La fatica dei profughi siriani – Foto: Bernardi

REYHANLI (Turchia): La piccola stazione degli autobus di Reyhanli non è mai stata così affollata. Del resto questa polverosa cittadina del Sud della Turchia non ha niente di affascinante da mostrare se non che da oltre un anno è diventata una piccola colonia siriana. Negli spartani ristoranti che si snodano lungo la strada principale è quasi impossibile non trovare siriani che vi lavorano. Da quando la guerra civile ha costretto a fuggire milioni di persone, il numero degli abitanti della città è raddoppiato. Ad oggi, stando ai numeri più recenti, ci sono circa 65mila turchi e 60mila siriani. Un appartamento di 100 metri quadrati, senza forniture, costa all’incirca 300 lire turche (100 Euro), mentre nella vicina Antakya il prezzo raddoppia. Il confine di Bab al-Hawa, Cilvegozu per i turchi, è a 5 minuti di auto e Reyhanli è una tappa forzata sia per chi entra che per chi esce dalla Siria.

Attorno al centro cittadino si snodano una serie di palazzi e case in costruzione. La maggior parte della manovalanza è siriana. Le case in costruzione con le finestre tappate da nailon sono quelle abitate dai siriani che non possono affrontare il costo di un affitto regolare. Normalmente, l’accordo con il proprietario è temporaneo e la cifra per la casa senza intonaci, pavimenti, porte e finestre si aggira attorno alle 200 Lire turche (65 Euro). All’interno ci vivono solitamente dalle dieci alle, venti, venticinque persone. Due, tre, in alcuni casi anche quattro famiglie ammassate da mesi e con poca speranza di un futuro immediato migliore.

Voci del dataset
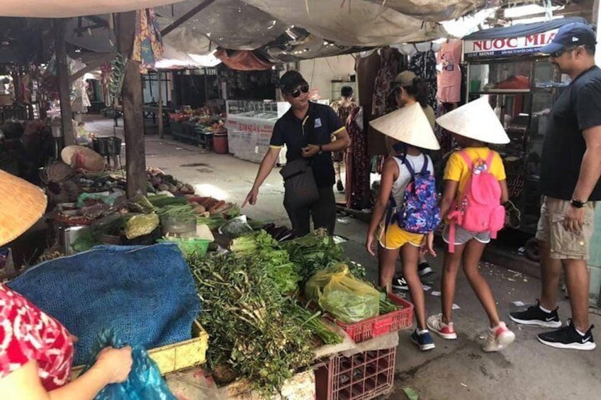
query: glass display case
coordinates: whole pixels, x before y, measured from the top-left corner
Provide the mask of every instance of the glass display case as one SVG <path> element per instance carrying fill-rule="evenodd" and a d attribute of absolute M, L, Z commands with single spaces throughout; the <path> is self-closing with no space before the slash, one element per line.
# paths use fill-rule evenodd
<path fill-rule="evenodd" d="M 520 230 L 534 233 L 539 216 L 542 142 L 553 102 L 569 84 L 547 57 L 482 60 L 468 66 L 468 98 L 488 98 L 510 142 L 491 146 L 503 159 L 510 198 L 522 212 Z"/>
<path fill-rule="evenodd" d="M 329 105 L 330 100 L 317 103 Z M 274 125 L 290 109 L 290 103 L 271 100 L 228 100 L 225 108 L 230 153 L 243 160 L 260 163 L 269 149 Z M 278 164 L 286 164 L 285 149 L 280 152 Z"/>
<path fill-rule="evenodd" d="M 286 101 L 228 100 L 228 144 L 234 156 L 260 163 L 269 148 L 276 121 L 290 103 Z M 280 152 L 279 164 L 286 164 L 286 152 Z"/>

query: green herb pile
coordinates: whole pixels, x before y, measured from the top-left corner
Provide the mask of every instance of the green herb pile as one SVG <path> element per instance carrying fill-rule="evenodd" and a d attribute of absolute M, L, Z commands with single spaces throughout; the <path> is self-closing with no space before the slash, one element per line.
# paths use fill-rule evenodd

• **Dettagli del compito**
Secondo il passo citato, quanti siriani vivono oggi all'incirca a Reyhanli?

• **Risposta all'esercizio**
Circa 60mila.